▸ QUOTED TEXT:
[START]

He wore the gold collar of a Knight of the Golden Fleece (above), a title which placed him above the law, as he could only be arrested on a warrant signed by six other Knights, and there were only fifty of those in all of Spain. He was also a member of the order of Montesa, warrior Knights who served under Cistercian beneficence. Eventually he would become the “Baron of the Dry Area”; or, in Spanish, the “arida zona.”  But that would carry only those privileges he could make of them.
Two years later, pleased with Don Miguel's performance of his mission, Philip V of Spain promoted him and gave him an enormous grant of about 1,328,000 acres of land, leaving it up to Augustin de Ahumada, the Viceroy of New Spain, to pick the exact spot. It took Don Miguel ten years of searching for the best location. Finally on 3 January,  1758, the Viceroy designated the grant as lying north of the Mission of San Xavier del Bac, on the Santa Cruz River, eastward from the confluence of the Salt and Gila Rivers. 
In May of that year Don Miguel, accompanied by a priest and two military officers traveled to the desert site and consecrated the grant on a barren hill he named the “Inicial”, or first, monument. Here Miguel scratched his mark upon a large rock, and laid claim to his new world empire.
Don Miguel Peralta immediately took physical possession of his land, establishing a base camp around the Pueblo ruins of Casa Grande. But the local Apache Indians did not recognize the claims of a far off Spanish monarch,  and their constant raiding forced Don Miguel to return south of the Gila River, to the Mexican state of Sonora. 
Here he bought land and settled down. And his retreat was not without its benefits. In 1770 he married the lovely Sofia Ave Maria Sanchez Bonilla de Amaya y Garcia de Orosco. He settled his new bride in Guadalajara. In 1776 Charles III reaffirmed Don Miguel's grant to the north, even though the vassal still dare not take physical possession of the land. And in 1781 Don Miguel and Sofia had a son, Jesus Miguel Silva de Peralta.
Jesus Peralta showed little interest in his arid inheritance, and built his life in and around Guadalajara, accustomed to wealth and privilege.  He did not settle down until he he was forty, marrying a local girl, Dona Juana Laura Ibarra, in 1822. In February of 1824 his father, Don Miguel Peralta, died at the fantastic age of 114 years, and Jesus Miguel inherited the family estates in and around Guadalajara, as well as a ranch in Sonora.

[END]

▸ DATA EXCERPTS:

[START]

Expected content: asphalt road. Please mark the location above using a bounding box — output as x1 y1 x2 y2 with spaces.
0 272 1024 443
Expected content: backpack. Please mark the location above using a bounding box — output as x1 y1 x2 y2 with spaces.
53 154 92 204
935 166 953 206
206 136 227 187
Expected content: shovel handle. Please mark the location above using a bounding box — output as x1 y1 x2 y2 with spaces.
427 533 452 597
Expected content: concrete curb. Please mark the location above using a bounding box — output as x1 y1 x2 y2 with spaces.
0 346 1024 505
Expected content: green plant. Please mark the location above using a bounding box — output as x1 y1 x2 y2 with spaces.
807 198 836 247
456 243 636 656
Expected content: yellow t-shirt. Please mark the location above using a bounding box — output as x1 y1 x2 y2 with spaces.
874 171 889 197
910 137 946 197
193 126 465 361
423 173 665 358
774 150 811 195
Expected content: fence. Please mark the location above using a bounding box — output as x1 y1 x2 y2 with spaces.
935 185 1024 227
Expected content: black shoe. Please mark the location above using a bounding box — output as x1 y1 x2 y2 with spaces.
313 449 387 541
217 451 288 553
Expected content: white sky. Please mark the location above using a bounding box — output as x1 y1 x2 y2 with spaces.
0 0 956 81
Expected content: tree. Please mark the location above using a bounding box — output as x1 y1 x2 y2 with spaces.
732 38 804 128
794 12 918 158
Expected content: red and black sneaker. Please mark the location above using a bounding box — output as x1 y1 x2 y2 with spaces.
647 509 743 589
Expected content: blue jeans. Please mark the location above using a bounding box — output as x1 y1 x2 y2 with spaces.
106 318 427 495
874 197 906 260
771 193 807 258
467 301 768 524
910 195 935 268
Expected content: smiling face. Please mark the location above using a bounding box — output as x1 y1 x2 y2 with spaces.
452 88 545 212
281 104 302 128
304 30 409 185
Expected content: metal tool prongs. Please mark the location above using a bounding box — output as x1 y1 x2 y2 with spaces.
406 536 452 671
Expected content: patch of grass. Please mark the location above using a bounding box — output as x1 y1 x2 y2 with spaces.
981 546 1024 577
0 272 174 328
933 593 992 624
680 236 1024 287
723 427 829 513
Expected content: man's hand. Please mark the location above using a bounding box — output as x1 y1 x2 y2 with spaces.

[END]

▸ TASK INSTRUCTIONS:
**a)** In the Peralta text, begin at the words "Here he bought" and stop after "ranch in Sonora.", rewriting that stretch with "Guadalajara" changed to "Mexico City".
**b)** List every year given in the Peralta text.
**c)** According to the Peralta text, how large was the land grant Philip V gave Don Miguel?

▸ RESPONSES FOR EACH TASK:
**a)**
Here he bought land and settled down. And his retreat was not without its benefits. In 1770 he married the lovely Sofia Ave Maria Sanchez Bonilla de Amaya y Garcia de Orosco. He settled his new bride in Mexico City. In 1776 Charles III reaffirmed Don Miguel's grant to the north, even though the vassal still dare not take physical possession of the land. And in 1781 Don Miguel and Sofia had a son, Jesus Miguel Silva de Peralta.
Jesus Peralta showed little interest in his arid inheritance, and built his life in and around Mexico City, accustomed to wealth and privilege.  He did not settle down until he he was forty, marrying a local girl, Dona Juana Laura Ibarra, in 1822. In February of 1824 his father, Don Miguel Peralta, died at the fantastic age of 114 years, and Jesus Miguel inherited the family estates in and around Mexico City, as well as a ranch in Sonora.

**b)** 1758, 1770, 1776, 1781, 1822, 1824

**c)** About 1,328,000 acres.